§ **Data**
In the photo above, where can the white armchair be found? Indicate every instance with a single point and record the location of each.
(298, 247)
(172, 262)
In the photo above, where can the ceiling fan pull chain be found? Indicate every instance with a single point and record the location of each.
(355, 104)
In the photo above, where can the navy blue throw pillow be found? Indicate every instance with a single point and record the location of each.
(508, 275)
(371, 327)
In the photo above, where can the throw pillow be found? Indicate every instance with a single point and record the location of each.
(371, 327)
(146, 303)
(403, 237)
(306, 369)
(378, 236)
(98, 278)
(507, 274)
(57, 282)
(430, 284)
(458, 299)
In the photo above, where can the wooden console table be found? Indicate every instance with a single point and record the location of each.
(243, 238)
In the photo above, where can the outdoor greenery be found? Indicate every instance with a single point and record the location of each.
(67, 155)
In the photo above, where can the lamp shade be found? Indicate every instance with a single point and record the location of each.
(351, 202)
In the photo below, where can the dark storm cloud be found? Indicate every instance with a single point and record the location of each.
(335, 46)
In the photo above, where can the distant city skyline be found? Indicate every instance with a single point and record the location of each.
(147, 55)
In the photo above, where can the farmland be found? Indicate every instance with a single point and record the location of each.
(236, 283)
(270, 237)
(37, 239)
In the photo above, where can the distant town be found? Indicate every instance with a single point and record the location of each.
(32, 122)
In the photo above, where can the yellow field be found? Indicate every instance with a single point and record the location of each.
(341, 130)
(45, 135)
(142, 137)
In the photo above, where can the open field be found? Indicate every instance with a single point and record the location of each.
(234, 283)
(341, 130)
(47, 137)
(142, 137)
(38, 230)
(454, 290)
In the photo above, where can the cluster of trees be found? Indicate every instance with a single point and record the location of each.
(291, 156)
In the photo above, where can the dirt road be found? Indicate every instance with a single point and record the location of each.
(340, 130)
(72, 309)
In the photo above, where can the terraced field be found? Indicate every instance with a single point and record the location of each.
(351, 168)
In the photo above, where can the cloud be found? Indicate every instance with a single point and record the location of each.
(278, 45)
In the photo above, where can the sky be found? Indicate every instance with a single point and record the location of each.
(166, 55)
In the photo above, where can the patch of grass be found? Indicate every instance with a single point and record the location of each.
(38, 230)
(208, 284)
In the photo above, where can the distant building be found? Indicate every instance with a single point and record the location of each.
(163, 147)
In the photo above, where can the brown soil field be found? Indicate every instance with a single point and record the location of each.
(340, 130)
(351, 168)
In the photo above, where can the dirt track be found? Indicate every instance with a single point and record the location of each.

§ **Task requirements**
Every record above must be printed again exactly as it stands.

§ **Your response**
In the photo above, where can the white armchair be found? Indicate every instance with a single point and record the location of each.
(298, 247)
(172, 262)
In the photo above, where can the ceiling fan pull chain be found? Indicate every instance with a single point and record the location of each.
(355, 104)
In the photo above, where can the navy blue throw pillow be found? Indicate every instance with a single point and record the location of each.
(508, 275)
(371, 327)
In the photo above, where can the throw pillow be found? Indicate every instance with a single point and record the location of each.
(371, 327)
(146, 303)
(403, 237)
(306, 369)
(378, 236)
(98, 278)
(507, 274)
(57, 282)
(430, 284)
(458, 299)
In the photo above, where can the wooden console table be found? Indicate every instance with a single point and record the location of each.
(243, 238)
In the photo above, where can the outdoor greenery be found? Indicate every instance with a single point and record the location of each.
(67, 155)
In the photo above, where can the lamp shade be found? Indicate every instance with a single point and record the location of each.
(351, 202)
In the photo below, where can the dark storm cloud be found? Indicate every instance with a single point and record the location of each.
(335, 46)
In the photo above, where can the distant city skyline be found? Indicate every instance with a single point and record the location of each.
(147, 55)
In the photo above, where can the farmland be found? Indicate every instance with a single point and record the location of each.
(236, 283)
(270, 237)
(37, 239)
In the photo above, where can the distant town be found? Indicate every instance with a single point and record the location of each.
(32, 122)
In the photo above, where can the yellow field be found? Indicate every instance with a single point and record the location of each.
(341, 130)
(45, 135)
(142, 137)
In the photo above, where can the open field be found? Indicate every instance with a single point and record the location of each.
(234, 283)
(341, 130)
(47, 137)
(142, 137)
(38, 230)
(454, 290)
In the photo above, where can the cluster of trees be found? Indicate every instance with a single point and record the location of each.
(291, 156)
In the photo above, where can the dirt road be found? Indicate every instance with a single point and record the location of each.
(340, 130)
(72, 309)
In the photo above, where can the terraced field be found? Indicate every instance with a single point and record the location of each.
(351, 168)
In the photo above, where can the cloud be found? Indicate every instance with a single point and record the location of each.
(278, 45)
In the photo above, where can the sky be found? Indicate every instance with a single point and record the location of each.
(166, 55)
In the photo above, where can the patch of grass be found? Indicate every instance with a single point and record the location of each.
(38, 230)
(208, 284)
In the photo above, where can the distant building be found? Indicate every instance with a single point and record the location of each.
(163, 147)
In the photo above, where can the brown soil field be found? Indicate every instance with a single point and record the location of each.
(340, 130)
(351, 168)
In the photo above, where can the dirt track be found? Indicate every instance with a single point and record the location of each.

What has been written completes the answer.